--- Requirement ---
Copy the data exactly, keeping every line intact.

= Beginning of Section =

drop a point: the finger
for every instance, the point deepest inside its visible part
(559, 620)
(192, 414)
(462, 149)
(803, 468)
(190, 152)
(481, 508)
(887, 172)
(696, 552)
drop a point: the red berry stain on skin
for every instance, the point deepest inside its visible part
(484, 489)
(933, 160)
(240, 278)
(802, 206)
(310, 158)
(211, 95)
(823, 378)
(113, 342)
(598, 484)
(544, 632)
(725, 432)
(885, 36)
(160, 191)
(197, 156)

= End of Section =

--- The answer ---
drop a point: the finger
for every instance, the point deepest inside its visible part
(559, 620)
(192, 414)
(462, 149)
(803, 468)
(190, 152)
(481, 508)
(887, 172)
(696, 552)
drop a point: the red berry stain on skin
for every instance, the point deepest inside its visible part
(484, 489)
(933, 160)
(240, 278)
(802, 206)
(310, 158)
(211, 95)
(823, 378)
(113, 342)
(598, 484)
(544, 632)
(725, 432)
(885, 36)
(160, 191)
(197, 156)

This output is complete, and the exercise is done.